#### MATERIAL FOR THIS EXERCISE ####
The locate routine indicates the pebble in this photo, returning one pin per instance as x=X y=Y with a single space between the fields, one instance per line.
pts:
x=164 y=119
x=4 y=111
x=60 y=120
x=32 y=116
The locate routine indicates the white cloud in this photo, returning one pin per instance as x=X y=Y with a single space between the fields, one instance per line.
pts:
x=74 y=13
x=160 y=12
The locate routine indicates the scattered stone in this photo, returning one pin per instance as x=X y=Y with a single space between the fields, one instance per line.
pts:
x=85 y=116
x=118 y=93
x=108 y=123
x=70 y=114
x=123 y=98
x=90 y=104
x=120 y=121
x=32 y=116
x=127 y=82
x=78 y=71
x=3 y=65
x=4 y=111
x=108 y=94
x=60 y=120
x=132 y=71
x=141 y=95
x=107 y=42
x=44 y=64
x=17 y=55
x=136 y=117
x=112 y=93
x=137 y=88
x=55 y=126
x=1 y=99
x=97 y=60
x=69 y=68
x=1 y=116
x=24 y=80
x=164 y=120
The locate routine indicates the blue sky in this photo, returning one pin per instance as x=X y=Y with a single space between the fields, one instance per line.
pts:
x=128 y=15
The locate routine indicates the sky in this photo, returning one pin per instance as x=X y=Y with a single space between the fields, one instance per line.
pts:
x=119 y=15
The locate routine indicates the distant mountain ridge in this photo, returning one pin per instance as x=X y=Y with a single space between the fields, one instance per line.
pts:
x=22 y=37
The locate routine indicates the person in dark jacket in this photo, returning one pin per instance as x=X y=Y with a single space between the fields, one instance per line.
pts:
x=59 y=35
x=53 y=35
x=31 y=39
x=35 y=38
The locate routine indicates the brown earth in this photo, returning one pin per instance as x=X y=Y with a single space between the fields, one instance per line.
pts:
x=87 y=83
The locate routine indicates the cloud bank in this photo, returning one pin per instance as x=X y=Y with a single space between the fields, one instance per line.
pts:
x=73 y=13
####
_WHAT THE TASK REQUIRES_
Exactly as written above, please repeat the entries.

_WRITTEN REPLY_
The locate routine indicates the pebble in this photo, returning one pin per instance as x=X y=Y with a single space between the fields, one instance per line.
pts:
x=164 y=119
x=4 y=111
x=60 y=120
x=32 y=116
The locate routine indicates the white cloud in this photo, returning one pin per instance as x=X y=Y with a single space between the fields, one instance per line.
pts:
x=74 y=13
x=160 y=12
The locate routine indicates the scattered stone in this photo, returning one pin per instance as x=X y=Y with a single space between the fields, one instance per line.
pts:
x=85 y=116
x=118 y=93
x=108 y=123
x=70 y=114
x=123 y=98
x=90 y=104
x=120 y=121
x=32 y=116
x=127 y=82
x=78 y=71
x=3 y=65
x=4 y=111
x=108 y=94
x=60 y=120
x=132 y=71
x=141 y=95
x=107 y=42
x=44 y=64
x=17 y=55
x=136 y=117
x=112 y=93
x=137 y=88
x=55 y=126
x=1 y=99
x=97 y=60
x=69 y=68
x=1 y=116
x=24 y=80
x=164 y=120
The locate routine indicates the blue sky in this photo, returning one pin per instance as x=X y=Y with a single space between the fields, one instance per line.
pts:
x=128 y=15
The locate routine indicates the sky in this photo, returning one pin per instance as x=X y=Y with a single space between the fields, one instance per line.
pts:
x=119 y=15
The locate routine indicates the distant mountain ridge in this photo, returning one pin per instance as x=X y=Y with a single space between the fields, one instance per line.
pts:
x=22 y=37
The locate routine indicates the person in dark jacket in this photo, returning one pin per instance as x=X y=Y with a single space between the fields, one instance per line.
pts:
x=59 y=35
x=53 y=35
x=31 y=39
x=35 y=38
The locate routine indicates the brown earth in this photo, returning one pin per instance as x=X y=Y with a single space between the fields, one instance per line.
pts:
x=87 y=83
The locate routine indicates the cloud bank in this photo, returning one pin per instance as x=X y=Y with a single space between the fields, one instance per line.
pts:
x=73 y=13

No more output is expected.